***** RECORDED DATA

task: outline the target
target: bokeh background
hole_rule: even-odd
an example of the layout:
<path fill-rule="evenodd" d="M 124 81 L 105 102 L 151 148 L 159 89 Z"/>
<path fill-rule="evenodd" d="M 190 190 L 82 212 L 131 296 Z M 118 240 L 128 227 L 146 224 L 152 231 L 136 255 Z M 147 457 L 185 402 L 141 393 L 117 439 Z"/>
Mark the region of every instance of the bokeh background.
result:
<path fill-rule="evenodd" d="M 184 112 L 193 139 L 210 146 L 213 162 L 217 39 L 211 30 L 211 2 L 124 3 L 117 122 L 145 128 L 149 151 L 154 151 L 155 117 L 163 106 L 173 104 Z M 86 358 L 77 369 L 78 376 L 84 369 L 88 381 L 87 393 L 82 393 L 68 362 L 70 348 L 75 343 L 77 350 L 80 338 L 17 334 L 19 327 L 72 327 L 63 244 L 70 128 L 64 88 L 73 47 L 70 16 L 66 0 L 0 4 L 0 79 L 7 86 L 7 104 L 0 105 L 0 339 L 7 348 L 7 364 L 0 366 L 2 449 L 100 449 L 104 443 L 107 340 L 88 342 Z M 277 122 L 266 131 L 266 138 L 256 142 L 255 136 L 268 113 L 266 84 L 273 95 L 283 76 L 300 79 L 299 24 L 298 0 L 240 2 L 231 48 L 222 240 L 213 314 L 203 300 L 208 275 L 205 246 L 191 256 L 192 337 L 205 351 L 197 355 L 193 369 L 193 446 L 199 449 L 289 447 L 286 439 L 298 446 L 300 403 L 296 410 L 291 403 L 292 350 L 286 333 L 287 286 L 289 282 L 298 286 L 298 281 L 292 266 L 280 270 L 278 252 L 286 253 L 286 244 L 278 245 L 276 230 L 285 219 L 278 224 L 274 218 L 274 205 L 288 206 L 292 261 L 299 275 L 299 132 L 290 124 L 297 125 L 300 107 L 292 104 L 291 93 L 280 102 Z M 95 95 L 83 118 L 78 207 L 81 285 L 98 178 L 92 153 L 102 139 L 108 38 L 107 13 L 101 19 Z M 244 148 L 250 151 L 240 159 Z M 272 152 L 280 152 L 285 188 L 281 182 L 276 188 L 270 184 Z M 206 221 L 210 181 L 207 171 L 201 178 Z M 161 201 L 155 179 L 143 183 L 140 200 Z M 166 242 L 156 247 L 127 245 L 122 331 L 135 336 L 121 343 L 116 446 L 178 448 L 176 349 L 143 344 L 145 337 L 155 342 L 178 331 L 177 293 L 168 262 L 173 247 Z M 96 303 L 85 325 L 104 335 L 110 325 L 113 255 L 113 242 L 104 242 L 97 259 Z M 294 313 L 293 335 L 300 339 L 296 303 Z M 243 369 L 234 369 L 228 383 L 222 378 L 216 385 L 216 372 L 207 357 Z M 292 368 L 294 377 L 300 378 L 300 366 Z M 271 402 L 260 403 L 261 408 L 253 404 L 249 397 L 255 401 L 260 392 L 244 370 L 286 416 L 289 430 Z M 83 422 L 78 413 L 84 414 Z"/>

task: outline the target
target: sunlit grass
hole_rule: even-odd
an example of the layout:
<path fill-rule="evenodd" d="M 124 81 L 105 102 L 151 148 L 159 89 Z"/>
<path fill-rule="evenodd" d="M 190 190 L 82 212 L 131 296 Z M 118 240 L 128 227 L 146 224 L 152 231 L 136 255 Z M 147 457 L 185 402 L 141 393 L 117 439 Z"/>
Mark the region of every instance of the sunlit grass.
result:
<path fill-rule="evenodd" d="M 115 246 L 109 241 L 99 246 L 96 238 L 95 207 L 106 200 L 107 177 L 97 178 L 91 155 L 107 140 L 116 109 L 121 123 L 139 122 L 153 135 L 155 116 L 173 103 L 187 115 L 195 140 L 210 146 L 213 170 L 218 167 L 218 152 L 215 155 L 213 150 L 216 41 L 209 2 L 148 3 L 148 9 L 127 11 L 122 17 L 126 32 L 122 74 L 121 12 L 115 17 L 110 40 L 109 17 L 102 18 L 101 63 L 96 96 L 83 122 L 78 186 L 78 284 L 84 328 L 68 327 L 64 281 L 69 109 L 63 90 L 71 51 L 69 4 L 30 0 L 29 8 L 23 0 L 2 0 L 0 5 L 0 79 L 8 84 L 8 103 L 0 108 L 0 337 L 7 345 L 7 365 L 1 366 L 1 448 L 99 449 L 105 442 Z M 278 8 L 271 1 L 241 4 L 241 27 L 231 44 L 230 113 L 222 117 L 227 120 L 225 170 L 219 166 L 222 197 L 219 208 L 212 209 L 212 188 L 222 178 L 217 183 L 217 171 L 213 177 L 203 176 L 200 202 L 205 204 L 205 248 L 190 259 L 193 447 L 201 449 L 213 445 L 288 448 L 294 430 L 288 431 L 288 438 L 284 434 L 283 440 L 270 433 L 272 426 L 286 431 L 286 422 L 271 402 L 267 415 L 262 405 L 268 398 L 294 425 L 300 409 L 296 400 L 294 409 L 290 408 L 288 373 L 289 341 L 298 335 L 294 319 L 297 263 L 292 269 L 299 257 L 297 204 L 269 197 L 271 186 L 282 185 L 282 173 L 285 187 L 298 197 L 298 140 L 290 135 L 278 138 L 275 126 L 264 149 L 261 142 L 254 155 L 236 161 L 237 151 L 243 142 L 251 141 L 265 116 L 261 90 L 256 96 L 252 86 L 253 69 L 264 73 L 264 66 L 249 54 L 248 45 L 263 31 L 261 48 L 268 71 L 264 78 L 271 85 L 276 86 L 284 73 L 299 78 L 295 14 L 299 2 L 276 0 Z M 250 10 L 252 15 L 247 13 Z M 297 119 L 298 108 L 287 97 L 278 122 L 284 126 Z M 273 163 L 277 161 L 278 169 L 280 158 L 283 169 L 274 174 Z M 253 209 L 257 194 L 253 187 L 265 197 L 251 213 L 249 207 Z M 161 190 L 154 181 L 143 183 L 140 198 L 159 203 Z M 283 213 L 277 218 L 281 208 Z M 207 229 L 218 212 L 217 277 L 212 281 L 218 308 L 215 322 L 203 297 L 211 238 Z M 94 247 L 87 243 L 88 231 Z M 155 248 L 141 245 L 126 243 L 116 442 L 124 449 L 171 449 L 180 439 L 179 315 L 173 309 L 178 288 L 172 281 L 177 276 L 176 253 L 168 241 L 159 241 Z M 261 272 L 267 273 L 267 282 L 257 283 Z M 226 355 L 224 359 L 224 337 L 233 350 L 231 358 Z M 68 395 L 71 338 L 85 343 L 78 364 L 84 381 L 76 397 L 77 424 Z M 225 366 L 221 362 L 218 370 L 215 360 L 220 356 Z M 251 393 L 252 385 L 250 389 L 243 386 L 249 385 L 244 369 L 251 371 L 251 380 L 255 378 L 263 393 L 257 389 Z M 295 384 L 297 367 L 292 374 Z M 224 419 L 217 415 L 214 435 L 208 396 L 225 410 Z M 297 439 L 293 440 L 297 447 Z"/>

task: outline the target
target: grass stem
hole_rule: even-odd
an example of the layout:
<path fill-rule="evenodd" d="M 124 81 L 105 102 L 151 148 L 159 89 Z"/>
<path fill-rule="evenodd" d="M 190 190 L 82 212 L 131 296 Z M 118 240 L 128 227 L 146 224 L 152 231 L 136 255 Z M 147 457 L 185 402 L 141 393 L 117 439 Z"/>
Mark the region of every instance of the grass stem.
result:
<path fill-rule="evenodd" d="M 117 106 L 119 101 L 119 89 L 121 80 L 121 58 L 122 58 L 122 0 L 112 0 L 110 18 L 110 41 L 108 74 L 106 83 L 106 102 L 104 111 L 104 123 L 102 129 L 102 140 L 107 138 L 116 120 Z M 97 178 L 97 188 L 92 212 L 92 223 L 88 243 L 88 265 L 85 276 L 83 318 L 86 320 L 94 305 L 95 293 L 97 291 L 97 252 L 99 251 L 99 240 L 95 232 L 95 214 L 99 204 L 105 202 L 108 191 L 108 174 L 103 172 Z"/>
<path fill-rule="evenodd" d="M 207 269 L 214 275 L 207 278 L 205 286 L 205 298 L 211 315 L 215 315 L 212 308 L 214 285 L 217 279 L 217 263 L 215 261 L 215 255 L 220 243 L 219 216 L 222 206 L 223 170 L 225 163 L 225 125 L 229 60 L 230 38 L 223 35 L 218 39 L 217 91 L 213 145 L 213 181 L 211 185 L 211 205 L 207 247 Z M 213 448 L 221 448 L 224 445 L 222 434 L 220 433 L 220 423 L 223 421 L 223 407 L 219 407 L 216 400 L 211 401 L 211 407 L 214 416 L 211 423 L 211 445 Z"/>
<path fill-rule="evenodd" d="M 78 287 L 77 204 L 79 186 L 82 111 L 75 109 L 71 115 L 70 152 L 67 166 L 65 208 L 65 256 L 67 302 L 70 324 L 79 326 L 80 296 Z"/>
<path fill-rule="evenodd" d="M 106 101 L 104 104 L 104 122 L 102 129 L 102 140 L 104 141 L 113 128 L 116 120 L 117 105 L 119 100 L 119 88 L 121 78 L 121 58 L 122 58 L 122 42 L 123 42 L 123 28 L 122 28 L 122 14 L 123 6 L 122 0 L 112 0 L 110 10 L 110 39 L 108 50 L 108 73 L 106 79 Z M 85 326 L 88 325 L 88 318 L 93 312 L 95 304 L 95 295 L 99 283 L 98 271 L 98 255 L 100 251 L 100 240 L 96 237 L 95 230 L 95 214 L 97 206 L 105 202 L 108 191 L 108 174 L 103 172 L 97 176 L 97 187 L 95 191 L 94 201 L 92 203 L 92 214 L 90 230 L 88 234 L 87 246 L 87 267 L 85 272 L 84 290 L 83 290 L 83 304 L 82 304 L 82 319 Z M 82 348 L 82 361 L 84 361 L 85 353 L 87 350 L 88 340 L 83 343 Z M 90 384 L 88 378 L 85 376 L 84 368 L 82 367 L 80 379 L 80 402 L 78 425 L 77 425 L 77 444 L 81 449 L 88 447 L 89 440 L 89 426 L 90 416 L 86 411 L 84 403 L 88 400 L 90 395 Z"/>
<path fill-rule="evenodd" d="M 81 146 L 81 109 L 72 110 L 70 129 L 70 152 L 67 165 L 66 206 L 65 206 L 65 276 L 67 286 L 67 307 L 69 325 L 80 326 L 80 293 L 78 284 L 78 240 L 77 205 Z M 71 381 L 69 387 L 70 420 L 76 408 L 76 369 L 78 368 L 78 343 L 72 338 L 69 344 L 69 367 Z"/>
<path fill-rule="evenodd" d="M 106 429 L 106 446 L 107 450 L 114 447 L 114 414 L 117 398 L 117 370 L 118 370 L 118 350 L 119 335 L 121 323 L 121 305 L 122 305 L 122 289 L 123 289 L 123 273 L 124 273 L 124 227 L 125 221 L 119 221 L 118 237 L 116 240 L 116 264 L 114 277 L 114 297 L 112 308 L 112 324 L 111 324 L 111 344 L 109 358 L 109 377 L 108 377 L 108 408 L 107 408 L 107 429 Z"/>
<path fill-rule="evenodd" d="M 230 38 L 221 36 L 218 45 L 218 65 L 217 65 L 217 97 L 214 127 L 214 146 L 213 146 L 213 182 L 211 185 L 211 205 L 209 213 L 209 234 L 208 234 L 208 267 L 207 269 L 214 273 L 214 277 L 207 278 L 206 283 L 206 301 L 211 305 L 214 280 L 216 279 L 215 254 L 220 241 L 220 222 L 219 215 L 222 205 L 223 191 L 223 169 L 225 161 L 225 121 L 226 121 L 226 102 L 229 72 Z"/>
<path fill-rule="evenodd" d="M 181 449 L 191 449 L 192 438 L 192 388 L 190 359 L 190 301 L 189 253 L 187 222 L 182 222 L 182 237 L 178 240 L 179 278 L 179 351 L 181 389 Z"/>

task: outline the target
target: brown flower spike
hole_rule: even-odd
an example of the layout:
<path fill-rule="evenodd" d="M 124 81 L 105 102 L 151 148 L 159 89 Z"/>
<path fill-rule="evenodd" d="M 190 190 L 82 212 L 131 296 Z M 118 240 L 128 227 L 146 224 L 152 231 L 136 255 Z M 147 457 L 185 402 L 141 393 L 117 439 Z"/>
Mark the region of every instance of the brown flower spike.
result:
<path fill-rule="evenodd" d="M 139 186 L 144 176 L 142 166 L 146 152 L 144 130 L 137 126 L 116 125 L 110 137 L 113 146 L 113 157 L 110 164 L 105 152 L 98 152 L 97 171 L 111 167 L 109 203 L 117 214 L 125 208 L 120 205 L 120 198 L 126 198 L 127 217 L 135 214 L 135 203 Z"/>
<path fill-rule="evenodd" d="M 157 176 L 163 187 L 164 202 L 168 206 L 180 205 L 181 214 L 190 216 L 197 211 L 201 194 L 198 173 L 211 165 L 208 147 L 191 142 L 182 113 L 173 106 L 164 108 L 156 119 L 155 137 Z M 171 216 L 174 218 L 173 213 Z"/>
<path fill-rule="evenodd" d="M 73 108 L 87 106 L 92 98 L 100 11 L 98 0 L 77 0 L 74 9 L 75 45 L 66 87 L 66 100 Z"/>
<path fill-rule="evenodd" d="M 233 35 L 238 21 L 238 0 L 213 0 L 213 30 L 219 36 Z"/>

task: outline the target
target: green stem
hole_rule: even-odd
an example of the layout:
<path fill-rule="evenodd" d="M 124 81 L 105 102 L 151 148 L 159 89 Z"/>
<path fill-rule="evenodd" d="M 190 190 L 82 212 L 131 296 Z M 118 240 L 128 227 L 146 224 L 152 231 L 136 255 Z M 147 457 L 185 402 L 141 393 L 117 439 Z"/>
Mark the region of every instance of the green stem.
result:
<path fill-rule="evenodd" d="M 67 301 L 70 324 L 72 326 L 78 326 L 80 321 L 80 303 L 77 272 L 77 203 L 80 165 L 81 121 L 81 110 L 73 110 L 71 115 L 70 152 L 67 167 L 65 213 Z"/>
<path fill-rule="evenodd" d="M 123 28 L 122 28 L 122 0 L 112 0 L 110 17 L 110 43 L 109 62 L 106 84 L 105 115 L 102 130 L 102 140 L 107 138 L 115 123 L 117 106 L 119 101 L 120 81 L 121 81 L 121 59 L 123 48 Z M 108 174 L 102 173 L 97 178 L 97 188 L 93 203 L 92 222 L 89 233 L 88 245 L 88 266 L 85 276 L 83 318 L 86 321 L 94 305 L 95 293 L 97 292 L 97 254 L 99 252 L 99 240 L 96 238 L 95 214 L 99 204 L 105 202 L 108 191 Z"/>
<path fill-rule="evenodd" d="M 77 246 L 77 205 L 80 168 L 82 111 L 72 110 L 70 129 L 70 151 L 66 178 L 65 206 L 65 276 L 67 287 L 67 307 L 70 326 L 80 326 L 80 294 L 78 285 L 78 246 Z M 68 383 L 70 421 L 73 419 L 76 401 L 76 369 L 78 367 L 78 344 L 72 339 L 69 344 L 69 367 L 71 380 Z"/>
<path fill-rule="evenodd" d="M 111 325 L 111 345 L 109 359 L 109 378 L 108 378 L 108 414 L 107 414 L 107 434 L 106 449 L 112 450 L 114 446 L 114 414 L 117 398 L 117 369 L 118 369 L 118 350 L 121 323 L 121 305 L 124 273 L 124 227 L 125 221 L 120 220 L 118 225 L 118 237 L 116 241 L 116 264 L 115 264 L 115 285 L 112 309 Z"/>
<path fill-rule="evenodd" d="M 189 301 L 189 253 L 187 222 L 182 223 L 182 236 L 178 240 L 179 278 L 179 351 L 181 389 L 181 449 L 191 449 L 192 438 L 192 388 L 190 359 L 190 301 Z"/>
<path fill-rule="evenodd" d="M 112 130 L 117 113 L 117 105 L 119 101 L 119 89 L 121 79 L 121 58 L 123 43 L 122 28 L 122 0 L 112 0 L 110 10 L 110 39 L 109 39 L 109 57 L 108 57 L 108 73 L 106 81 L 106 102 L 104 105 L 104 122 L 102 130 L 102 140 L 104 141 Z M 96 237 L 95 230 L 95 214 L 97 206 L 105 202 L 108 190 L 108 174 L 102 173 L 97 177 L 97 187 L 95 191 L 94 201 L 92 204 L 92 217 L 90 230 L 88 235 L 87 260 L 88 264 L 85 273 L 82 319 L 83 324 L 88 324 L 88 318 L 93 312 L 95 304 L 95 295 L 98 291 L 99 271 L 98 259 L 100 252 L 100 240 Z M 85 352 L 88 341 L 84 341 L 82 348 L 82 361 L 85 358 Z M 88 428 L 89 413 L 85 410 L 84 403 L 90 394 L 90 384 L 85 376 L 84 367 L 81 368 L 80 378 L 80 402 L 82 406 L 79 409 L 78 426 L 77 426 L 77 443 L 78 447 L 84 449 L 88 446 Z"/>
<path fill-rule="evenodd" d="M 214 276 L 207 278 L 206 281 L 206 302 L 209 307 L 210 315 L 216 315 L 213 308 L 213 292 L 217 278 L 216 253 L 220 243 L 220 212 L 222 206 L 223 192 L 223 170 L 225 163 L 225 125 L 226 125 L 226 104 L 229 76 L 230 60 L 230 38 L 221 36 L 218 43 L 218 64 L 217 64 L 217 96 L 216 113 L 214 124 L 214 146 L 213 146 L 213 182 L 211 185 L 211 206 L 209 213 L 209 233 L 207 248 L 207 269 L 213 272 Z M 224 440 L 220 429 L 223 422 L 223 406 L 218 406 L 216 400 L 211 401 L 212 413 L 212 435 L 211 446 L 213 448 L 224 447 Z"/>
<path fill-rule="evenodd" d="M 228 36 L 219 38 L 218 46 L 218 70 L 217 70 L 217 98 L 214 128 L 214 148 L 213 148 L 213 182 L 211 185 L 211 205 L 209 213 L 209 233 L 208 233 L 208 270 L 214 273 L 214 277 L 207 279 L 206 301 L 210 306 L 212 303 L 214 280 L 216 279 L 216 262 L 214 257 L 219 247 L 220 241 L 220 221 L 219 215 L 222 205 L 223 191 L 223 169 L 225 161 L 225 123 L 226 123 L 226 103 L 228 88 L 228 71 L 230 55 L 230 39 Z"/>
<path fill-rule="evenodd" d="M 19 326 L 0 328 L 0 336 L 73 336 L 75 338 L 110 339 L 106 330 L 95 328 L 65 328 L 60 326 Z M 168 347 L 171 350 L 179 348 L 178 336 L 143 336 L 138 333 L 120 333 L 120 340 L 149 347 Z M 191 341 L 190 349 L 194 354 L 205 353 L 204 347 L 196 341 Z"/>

**********

• _WHAT YOU ARE ASKED TO DO_
The required output is the entries from their opening line through the line holding "Mark the region of every instance of the bokeh", repeated exactly, with both end lines kept.

• _RESPONSE_
task: outline the target
target: bokeh background
hole_rule: even-odd
an example of the layout:
<path fill-rule="evenodd" d="M 124 81 L 105 102 L 151 148 L 159 89 Z"/>
<path fill-rule="evenodd" d="M 190 190 L 82 212 L 131 296 Z M 118 240 L 128 227 L 146 224 L 152 231 L 136 255 Z M 147 457 L 185 402 L 141 393 L 117 439 Z"/>
Mark the region of every instance of the bokeh background.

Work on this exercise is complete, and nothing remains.